Aim of the task — Could you give all of the material again with "small plant" switched to "potted fern" wherever it appears, leaving everything else unchanged?

── Records for this task ──

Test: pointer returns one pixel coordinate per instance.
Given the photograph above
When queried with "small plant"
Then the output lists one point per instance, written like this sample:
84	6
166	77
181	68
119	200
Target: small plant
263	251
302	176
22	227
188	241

───

Answer in full —
Test: pointer returns one pixel coordinate per instance.
Given the photograph above
When queried with "potted fern"
Then the output lists one point per instance, written like this sample:
84	6
166	77
181	68
119	200
Target: potted fern
263	251
302	176
22	227
188	241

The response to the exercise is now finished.